What the exercise asks
Which of the lines below contain the word "sweater"? List each of them in full.

Stored rows
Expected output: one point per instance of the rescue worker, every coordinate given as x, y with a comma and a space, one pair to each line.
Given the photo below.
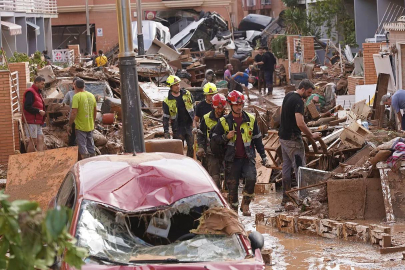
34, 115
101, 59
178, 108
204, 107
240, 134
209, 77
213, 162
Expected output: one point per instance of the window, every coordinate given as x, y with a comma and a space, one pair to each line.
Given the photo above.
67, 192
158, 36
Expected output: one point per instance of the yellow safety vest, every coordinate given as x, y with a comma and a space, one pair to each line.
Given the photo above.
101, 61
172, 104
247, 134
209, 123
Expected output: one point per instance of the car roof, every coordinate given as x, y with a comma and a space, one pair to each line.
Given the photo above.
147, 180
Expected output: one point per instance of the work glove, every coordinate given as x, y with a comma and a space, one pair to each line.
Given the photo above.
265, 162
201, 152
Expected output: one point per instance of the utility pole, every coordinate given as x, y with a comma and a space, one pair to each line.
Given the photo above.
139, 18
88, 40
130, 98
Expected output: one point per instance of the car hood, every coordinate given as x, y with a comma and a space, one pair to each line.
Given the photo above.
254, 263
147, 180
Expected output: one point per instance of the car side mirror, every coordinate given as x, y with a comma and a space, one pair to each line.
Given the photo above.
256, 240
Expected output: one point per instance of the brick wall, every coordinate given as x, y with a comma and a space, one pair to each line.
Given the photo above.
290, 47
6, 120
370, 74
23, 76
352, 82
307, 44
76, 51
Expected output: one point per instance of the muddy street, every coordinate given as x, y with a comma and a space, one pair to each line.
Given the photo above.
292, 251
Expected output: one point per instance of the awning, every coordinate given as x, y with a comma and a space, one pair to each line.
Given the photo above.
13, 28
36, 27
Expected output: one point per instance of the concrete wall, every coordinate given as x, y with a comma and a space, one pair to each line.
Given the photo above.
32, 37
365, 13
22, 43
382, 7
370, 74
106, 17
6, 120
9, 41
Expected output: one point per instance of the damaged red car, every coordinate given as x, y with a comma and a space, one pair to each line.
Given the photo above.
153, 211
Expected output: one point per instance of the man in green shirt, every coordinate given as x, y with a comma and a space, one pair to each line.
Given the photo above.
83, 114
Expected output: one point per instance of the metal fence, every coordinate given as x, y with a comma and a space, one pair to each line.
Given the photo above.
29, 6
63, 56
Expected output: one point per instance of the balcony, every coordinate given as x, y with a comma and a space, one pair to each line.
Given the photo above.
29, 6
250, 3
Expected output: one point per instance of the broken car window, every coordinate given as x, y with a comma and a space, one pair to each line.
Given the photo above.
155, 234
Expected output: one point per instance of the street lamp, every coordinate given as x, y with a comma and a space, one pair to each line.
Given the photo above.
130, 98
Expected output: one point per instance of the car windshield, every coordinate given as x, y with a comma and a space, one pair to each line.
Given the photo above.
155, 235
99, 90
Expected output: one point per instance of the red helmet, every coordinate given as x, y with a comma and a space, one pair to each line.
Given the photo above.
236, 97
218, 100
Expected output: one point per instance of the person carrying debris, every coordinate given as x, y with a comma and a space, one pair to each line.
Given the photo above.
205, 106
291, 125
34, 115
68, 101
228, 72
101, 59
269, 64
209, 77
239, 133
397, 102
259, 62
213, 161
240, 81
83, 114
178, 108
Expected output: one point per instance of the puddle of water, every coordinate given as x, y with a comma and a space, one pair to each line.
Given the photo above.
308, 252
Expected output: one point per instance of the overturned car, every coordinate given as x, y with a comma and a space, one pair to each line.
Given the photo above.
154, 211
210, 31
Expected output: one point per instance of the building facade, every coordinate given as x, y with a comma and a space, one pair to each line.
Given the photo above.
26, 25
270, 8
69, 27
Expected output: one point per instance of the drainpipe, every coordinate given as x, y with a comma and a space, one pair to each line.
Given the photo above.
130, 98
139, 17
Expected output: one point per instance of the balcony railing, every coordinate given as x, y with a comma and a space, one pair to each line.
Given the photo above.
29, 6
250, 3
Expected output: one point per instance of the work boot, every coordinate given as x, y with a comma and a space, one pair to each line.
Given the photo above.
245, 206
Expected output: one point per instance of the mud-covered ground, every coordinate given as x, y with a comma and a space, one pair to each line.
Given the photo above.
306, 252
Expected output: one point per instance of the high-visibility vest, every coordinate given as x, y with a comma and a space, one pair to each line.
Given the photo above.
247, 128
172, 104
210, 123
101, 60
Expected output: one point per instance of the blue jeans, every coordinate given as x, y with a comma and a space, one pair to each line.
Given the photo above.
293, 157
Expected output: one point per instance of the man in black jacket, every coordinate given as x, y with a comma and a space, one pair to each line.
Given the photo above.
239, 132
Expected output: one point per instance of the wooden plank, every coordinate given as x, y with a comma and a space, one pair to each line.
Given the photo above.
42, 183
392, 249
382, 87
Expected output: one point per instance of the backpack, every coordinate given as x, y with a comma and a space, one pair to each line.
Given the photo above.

---

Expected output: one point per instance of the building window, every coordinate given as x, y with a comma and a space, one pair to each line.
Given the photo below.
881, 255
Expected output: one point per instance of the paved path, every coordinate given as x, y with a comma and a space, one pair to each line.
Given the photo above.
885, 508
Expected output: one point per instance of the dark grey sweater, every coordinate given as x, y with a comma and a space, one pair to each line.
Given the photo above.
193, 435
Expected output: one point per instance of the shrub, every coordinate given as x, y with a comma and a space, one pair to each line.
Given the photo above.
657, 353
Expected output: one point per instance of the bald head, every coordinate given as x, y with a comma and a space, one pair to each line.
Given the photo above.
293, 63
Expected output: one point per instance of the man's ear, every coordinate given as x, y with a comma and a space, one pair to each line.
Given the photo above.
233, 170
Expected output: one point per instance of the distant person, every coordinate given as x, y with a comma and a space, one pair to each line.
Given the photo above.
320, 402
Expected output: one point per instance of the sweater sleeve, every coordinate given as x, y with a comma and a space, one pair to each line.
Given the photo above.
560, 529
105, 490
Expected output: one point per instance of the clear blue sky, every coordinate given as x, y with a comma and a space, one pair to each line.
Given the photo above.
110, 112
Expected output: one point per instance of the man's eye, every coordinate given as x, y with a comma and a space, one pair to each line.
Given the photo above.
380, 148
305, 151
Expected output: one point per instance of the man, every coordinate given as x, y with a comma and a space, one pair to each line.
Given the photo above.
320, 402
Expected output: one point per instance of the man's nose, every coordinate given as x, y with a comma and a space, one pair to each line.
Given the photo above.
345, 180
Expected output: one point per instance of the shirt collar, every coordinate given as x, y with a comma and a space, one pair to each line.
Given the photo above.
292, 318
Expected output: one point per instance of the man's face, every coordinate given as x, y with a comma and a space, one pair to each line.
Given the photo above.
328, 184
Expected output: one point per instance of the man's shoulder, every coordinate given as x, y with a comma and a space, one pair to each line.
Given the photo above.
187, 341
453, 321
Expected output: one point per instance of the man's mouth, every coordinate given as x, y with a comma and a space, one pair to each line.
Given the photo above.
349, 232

Worked solution
Expected output: one point per instance of the dark grey sweater, every coordinate given as x, y with a comma and a space, one pair to each line.
Expected output: one point per instance of the sweater sleeve, every coordinate given as x, y with a comma and a space, one pair to each line.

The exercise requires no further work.